Document passage »
◇ ◇ ◇

Today, Sunday June 10th, we visited one of the most iconic sites of Italy: Pompeii. Accompanying us was, of course, our IES companion, Eduardo, and our tour guide for the day, Francesco. As an animated and cheerful guide, Francesco walked us through both the Villa Oplontis and Pompeii as he told us of their destruction after the eruption of Mount Vesuvius in 79 AD.
Villa Oplontis is an ancient Roman villa, which is thought to have belonged to Emperor Nero’s wife, Poppaea, when she was not in Rome. Because the earthquake in 62 AD caused enough damage that the villa would need to be renovated and repaired, this area was less populated than usual. This residence was not excavated until 1964, allowing for many of the absolutely beautiful frescoes and mosaics to be better preserved than in many of the other places we’ve visited–Mamma mia! We certainly got a sense of what this imperial villa may have looked like in ancient times.
Pompeii was once surrounded by 2 miles of city walls with 14 watch towers and only 7 entrances. However, once it was conquered by the Romans in 300 BCE, these walls were torn down and suburbs were built outside the walls.
Some of the most interesting things we saw there, in my opinion, were the special exhibitions that were open which included plaster molds of victims of Vesuvius and carbonized foods that were found in the ruins. The plaster molds were created by detecting hollow spaces in the layers of ash, rock, and pumice. When citizens of Pompeii died in the eruption, usually from asphyxiation, their bodies were then covered in layers of ash, pumice, and rock that were still being expelled from the volcano. Eventually the debris hardened around the bodies, and as the victims decomposed, a hollow space was left in the layers in the shape of their bodies. Modern archaeologists were then able to insert two pipes into this space and pour liquid plaster into the hollow space through one of the pipes. The other pipe was to allow the occupying air to escape as the plaster displaced it. After allowing the plaster to harden, archaeologists would excavate this mold (with the bones inside which can still be seen on a few of the molds) which could be studied and displayed. This technique is less common today because archaeologists would like to study the victims’ bones which cannot be done once the molds are made because the plaster disrupts the chemical composition of the remains. Some of the carbonized food found in excavations included dried figs, walnuts, and even bread. The loaves of bread could be distinguished because of the 8 portioned sections that made them easier to separate. Bread is still made this way in Rome – we saw some in the Jewish Quarter! All of these pieces presented us with a snapshot of life in Pompeii in 79 AD and a hint as to the extent of the devastation caused by this natural disaster.

◇ ◇ ◇

Stored records »
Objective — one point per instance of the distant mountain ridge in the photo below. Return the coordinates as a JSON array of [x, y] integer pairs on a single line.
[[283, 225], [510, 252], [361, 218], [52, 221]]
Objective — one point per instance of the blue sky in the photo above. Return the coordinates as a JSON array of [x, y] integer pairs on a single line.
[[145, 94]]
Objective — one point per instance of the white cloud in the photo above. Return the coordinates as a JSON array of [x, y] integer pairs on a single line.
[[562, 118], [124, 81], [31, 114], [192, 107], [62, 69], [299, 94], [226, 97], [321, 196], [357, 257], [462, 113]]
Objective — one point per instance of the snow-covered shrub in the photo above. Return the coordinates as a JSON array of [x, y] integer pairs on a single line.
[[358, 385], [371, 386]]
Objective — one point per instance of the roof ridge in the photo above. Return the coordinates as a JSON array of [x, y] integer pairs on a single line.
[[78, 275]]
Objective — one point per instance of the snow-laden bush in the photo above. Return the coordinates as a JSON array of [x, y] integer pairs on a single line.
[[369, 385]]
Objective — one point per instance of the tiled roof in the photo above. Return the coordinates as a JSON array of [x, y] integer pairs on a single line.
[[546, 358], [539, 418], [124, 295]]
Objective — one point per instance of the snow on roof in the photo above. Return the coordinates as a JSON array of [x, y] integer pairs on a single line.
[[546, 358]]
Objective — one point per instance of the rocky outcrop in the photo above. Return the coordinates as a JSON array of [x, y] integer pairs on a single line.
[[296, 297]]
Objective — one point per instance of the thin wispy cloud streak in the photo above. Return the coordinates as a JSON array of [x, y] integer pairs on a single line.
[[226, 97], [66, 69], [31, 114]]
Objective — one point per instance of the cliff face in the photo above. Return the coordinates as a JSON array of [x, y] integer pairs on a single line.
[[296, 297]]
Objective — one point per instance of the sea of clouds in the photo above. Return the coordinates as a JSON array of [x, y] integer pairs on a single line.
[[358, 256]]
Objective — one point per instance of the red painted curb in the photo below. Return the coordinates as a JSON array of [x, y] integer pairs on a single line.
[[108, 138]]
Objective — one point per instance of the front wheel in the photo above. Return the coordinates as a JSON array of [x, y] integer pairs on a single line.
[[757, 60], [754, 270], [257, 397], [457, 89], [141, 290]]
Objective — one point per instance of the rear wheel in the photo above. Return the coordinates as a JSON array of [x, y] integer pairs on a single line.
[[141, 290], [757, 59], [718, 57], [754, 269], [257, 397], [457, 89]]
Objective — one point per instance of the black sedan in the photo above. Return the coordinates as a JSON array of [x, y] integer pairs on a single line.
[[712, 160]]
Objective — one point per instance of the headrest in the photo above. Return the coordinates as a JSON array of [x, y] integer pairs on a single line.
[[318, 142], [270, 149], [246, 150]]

◇ ◇ ◇

Task requirements » Render this sentence from the account of the Pompeii visit in Spanish: "Pompeii was once surrounded by 2 miles of city walls with 14 watch towers and only 7 entrances."

Task output » Pompeya estuvo una vez rodeada por 2 millas de murallas con 14 torres de vigilancia y solo 7 entradas.